Short exercise → Exact repetition is required: output every record in full.

----- Excerpted records -----

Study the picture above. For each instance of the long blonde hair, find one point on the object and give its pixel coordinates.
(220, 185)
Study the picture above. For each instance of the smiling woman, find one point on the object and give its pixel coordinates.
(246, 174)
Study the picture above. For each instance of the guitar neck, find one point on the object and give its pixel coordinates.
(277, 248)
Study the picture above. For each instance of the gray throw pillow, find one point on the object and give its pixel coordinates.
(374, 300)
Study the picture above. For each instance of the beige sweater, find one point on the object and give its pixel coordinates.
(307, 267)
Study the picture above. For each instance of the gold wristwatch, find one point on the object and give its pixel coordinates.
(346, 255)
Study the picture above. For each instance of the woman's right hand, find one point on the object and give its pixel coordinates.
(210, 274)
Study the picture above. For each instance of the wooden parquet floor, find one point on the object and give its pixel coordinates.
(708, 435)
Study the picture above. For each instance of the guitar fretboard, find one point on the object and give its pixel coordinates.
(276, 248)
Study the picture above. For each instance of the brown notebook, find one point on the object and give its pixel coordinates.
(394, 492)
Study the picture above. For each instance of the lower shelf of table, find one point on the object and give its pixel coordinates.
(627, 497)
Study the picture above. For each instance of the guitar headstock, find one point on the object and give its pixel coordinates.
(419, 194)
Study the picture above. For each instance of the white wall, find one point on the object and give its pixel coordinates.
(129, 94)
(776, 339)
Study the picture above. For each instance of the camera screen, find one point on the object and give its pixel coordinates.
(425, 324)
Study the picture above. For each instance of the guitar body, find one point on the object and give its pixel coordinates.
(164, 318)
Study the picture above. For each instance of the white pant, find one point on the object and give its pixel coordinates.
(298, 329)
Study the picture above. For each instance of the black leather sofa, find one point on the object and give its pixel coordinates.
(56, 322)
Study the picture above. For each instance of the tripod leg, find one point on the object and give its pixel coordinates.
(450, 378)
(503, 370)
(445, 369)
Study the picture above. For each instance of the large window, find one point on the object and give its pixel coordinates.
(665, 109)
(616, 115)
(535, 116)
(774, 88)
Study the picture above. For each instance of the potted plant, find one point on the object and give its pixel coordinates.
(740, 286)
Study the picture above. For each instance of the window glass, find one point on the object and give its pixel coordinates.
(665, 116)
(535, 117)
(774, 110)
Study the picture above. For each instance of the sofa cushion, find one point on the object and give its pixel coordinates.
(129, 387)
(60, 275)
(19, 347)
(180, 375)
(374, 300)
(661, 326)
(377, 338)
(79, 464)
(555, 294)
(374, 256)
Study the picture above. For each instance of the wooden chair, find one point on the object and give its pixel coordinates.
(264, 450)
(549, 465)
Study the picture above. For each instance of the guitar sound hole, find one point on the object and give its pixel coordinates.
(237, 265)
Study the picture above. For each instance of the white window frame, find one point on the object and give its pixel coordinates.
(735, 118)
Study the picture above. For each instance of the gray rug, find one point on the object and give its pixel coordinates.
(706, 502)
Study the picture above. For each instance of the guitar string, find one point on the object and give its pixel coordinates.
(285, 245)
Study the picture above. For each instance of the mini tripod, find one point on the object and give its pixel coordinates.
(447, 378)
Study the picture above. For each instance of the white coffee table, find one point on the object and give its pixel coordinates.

-----

Written solution →
Study the picture above. For each instance of the long blonde hair, find one point on the object and give its pixel coordinates.
(220, 185)
Study the picture above. For each instance of the smiling woman, find one point on the object and give its pixel coordinates.
(246, 174)
Study the picture above. For each instance of the guitar neck, find one point on the object and give its pixel coordinates.
(277, 248)
Study the picture above. For each instance of the gray throw pillow, find one point on the object and give its pixel coordinates.
(374, 300)
Study the picture above. For each instance of the beige sweater, find one point on the object and give its pixel coordinates.
(307, 267)
Study the picture above. For each instance of the gold wristwatch, find one point on the object and give its pixel coordinates.
(346, 255)
Study the picture above. For each instance of the woman's right hand, find one point on the object and give its pixel coordinates.
(210, 274)
Study the picture above. For each instance of the wooden parquet floor, find one point on the object and give its pixel coordinates.
(708, 435)
Study the picture above. For each instance of the guitar fretboard, find one point on the object and give its pixel coordinates.
(276, 248)
Study the picture above. For each instance of the brown notebook, find one point on the object and give its pixel coordinates.
(394, 492)
Study the picture above. For each instance of the lower shelf of table, find one point on the object and give its pixel coordinates.
(627, 497)
Study the picture above. For each instance of the guitar headstock, find one point on the object and give its pixel coordinates.
(419, 194)
Study the picture above. For each instance of the white wall, find one point on the object and give its pixel coordinates.
(129, 94)
(776, 339)
Study the picture above. For each instance of the camera screen, find one point on the object and give its pixel coordinates.
(425, 324)
Study the picture above. For each instance of the guitar body, find one point on the object and give its pixel coordinates.
(164, 318)
Study the picture above. For each instance of the white pant, find one point on the object and give its pixel coordinates.
(298, 329)
Study the picture above. For each instance of the black leather sofa, find one point on the object and give its pixel coordinates.
(56, 322)
Study the picture above. For each instance of the tripod leg, find one point on the object and give its pixel coordinates.
(450, 378)
(503, 370)
(445, 369)
Study the picture above. For each instance of the large window, find one point on the object and give its pixel coordinates.
(665, 109)
(616, 115)
(535, 116)
(774, 88)
Study the picture above. For each instance of the potted plant, find one point on the object and give its pixel coordinates.
(740, 286)
Study the picture above. For each instance of the window glass, find one point on the object and give its pixel coordinates.
(665, 116)
(535, 117)
(774, 110)
Study the picture above. For each instance of the sofa cushion, find one point on the object and give its pixel coordinates.
(129, 387)
(60, 275)
(19, 347)
(180, 375)
(374, 300)
(661, 326)
(377, 338)
(79, 464)
(555, 294)
(374, 256)
Study the picture above. For each instance of the wooden chair, find one point on the object and give its pixel coordinates.
(264, 450)
(549, 465)
Study the picture above. For each instance of the guitar sound hole, find one point on the object and give its pixel coordinates.
(237, 265)
Study the picture above. For each instance of the white window frame, find one point on the object and give its pixel coordinates.
(735, 118)
Study the picture above. For each instance of the gray rug, find one point on the object and give its pixel coordinates.
(706, 502)
Study the picture above. For each instance of the guitar string, find one point on the object and give its pixel coordinates.
(285, 245)
Study the picture above. For each instance of the mini tripod, find one point on the object and give its pixel coordinates.
(447, 378)
Study the picture above. For each instance of the white coffee table, find one point on the object and give its pixel coordinates.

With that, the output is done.